An epileptic seizure is a neurological disorder that occurs due to abnormal and irregular electric activities in neurons. It is known as “falling-sickness” colloquially. In healthy individuals, all neurons in the brain send inter-compatible electric signals to muscles in the body. In case of an abnormality in the nervous system, the signal inter-compatibility is impaired. As a result, epileptic seizures develop. The patient experiences temporary loss of consciousness and muscle contractions. A single epileptic seizure does not necessarily imply that the patient has epilepsy. Besides movement disorders such as muscle contractions, sensory abnormalities or short attacks that last a few seconds can be seen. Epilepsy is a very prevalent neurological disorder. Its incidence is higher in children younger than 16 and adults older than 65. It is the most common neurological disease in children.
A patient that experienced their first attack should be assessed by a neurologist as soon as possible. This approach is important in early and accurate diagnosis, and determining optimal treatment.
How is epilepsy diagnosed?
A patient experiencing seizures should be assessed by a neurologist. Information collected from relatives and eyewitness is extremely important. EEG is the major ancillary diagnostic tool.
How is epilepsy treated?
Treatment plans vary from individual to individual. Treatment options are determined based on seizure types, medications and comorbid conditions. Epileptic seizures can be controlled, and the quality of life could be increased, by the appropriate and regular use of drugs.

**Entries supplied:**

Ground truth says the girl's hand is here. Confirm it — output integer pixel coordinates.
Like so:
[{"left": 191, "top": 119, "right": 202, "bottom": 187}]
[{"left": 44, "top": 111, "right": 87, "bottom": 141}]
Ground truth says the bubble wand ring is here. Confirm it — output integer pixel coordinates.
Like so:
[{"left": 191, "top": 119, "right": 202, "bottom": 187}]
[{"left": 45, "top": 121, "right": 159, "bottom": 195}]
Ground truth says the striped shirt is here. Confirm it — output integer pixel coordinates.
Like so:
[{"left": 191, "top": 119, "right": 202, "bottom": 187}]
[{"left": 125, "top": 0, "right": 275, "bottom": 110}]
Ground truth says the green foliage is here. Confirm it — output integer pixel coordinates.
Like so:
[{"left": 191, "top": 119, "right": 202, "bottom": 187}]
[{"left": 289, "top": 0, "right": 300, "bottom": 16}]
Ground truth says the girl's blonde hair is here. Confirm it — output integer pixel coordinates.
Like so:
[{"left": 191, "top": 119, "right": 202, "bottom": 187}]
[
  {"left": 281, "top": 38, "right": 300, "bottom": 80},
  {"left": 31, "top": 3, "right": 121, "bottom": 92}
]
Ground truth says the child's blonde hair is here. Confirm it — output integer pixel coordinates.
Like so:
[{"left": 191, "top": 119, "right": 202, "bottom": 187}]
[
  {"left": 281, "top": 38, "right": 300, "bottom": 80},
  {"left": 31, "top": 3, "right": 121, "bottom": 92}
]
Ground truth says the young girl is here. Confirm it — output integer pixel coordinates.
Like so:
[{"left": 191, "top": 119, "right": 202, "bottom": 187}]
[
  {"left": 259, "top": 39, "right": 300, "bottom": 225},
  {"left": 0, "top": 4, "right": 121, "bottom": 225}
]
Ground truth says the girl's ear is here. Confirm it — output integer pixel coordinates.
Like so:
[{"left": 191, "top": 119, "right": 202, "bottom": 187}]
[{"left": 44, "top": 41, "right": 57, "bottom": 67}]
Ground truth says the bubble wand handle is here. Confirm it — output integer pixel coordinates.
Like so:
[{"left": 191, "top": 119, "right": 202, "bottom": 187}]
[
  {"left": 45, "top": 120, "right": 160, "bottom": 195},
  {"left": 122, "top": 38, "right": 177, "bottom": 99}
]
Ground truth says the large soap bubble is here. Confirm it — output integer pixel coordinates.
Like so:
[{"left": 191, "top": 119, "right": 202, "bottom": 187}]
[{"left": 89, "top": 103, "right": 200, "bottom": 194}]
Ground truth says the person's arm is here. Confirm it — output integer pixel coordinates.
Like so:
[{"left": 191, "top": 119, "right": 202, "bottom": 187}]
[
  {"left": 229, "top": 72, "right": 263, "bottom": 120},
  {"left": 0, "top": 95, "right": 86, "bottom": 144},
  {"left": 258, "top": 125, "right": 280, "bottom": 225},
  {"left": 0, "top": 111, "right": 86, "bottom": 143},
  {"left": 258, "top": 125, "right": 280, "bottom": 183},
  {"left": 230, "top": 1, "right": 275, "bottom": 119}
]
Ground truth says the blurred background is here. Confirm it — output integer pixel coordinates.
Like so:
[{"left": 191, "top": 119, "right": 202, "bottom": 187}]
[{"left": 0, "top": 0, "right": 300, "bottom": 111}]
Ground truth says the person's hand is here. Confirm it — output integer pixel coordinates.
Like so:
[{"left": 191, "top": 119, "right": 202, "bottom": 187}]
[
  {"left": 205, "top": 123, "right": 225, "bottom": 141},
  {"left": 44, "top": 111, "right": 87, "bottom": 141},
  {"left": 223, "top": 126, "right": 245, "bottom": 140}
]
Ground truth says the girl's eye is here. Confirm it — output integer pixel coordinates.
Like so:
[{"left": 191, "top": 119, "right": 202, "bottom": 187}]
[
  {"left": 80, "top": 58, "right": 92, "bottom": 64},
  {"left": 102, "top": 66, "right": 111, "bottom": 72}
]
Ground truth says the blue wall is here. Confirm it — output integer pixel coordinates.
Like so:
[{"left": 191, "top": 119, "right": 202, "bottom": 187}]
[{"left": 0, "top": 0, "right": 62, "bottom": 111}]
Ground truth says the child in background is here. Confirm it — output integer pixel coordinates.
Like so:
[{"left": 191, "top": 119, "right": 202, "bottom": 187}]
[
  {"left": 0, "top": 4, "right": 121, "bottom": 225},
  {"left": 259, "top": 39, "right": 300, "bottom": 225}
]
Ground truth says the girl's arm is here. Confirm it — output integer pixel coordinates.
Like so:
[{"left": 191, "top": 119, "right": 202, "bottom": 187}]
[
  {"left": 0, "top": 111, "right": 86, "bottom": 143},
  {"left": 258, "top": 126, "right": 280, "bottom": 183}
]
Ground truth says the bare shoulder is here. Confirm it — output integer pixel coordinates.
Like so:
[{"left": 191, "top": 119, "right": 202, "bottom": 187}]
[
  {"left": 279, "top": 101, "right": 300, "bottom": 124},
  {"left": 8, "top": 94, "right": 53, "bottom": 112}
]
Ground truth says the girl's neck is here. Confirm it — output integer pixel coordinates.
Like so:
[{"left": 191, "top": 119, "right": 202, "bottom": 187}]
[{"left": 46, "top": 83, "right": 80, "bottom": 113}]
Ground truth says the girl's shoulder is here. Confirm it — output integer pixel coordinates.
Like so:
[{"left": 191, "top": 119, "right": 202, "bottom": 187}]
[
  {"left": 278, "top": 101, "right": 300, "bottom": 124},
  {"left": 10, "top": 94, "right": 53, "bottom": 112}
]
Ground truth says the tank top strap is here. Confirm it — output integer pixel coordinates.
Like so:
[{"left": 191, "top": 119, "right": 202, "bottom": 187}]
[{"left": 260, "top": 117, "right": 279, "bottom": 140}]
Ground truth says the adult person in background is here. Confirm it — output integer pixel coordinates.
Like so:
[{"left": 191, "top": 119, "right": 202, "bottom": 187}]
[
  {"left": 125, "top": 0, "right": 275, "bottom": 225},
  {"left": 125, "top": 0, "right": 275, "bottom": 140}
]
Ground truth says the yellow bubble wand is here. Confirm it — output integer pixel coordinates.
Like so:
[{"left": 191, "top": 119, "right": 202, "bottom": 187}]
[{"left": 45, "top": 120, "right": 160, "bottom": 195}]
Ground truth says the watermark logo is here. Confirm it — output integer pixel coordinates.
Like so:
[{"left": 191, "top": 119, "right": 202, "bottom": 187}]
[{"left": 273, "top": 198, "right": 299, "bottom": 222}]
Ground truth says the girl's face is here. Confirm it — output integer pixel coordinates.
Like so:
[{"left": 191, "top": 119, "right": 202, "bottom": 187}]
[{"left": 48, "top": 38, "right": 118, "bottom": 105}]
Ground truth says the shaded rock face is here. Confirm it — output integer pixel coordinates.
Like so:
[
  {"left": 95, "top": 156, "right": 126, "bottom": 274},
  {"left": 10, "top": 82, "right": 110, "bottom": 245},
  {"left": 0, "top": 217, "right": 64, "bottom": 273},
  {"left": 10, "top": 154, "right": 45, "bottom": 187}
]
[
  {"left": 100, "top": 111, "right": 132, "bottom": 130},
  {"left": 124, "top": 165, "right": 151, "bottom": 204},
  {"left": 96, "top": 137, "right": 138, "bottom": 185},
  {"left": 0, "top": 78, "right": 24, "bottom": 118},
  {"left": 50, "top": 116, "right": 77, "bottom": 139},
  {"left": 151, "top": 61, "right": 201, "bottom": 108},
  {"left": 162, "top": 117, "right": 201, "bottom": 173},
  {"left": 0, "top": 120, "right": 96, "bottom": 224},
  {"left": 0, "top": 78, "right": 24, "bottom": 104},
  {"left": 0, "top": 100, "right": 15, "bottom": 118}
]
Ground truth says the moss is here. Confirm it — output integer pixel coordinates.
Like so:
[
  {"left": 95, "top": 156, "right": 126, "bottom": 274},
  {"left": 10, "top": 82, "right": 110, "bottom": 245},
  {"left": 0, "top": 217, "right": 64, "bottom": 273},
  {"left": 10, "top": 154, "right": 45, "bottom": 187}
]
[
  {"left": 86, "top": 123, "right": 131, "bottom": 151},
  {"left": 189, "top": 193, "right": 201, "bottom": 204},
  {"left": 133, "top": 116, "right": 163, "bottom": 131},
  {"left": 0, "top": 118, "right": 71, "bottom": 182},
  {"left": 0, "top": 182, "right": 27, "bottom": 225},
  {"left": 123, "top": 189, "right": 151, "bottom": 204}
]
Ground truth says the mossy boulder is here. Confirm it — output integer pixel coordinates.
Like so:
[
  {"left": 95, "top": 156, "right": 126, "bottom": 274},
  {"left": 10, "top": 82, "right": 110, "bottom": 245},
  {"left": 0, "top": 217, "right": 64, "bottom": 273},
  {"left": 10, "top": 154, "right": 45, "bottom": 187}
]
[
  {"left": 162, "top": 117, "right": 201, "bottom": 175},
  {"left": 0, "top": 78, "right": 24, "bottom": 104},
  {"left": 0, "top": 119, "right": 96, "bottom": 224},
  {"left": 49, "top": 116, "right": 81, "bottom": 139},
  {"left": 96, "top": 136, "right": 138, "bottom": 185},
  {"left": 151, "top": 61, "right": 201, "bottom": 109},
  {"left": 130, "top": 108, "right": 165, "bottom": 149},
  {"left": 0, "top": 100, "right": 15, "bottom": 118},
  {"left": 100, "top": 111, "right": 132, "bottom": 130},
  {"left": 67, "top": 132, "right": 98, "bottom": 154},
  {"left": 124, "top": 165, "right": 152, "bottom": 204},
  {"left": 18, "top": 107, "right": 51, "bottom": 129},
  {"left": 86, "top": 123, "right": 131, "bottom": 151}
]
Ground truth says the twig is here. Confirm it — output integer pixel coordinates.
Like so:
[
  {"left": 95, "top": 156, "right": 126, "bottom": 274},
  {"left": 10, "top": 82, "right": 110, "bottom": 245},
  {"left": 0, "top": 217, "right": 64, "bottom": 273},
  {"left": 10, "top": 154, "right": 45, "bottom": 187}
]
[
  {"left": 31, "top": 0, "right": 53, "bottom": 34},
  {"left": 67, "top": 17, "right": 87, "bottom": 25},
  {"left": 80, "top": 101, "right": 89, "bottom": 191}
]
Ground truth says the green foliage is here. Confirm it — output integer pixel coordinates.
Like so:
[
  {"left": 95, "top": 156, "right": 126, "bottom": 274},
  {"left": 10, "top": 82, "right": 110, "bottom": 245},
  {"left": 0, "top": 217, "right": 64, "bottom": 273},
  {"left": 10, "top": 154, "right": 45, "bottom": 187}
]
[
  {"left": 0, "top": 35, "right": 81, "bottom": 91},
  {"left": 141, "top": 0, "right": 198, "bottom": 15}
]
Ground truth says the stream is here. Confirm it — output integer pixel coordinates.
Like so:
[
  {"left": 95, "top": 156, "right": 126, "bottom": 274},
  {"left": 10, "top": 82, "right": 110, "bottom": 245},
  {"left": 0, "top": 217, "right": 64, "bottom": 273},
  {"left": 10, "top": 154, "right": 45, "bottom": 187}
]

**Action item:** Say whether each statement agrees with the text on epileptic seizures, answering yes or no and quoting the deciding words: 1. Epilepsy occurs more often in children younger than 16 and in adults older than 65. 2. A single epileptic seizure shows that the patient has epilepsy. 3. MRI is the major ancillary tool for diagnosing epilepsy. The entries are separate material, unrelated to the text on epileptic seizures.

**Your response:**
1. Yes: "Its incidence is higher in children younger than 16 and adults older than 65."
2. No: "A single epileptic seizure does not necessarily imply that the patient has epilepsy."
3. No: "EEG is the major ancillary diagnostic tool."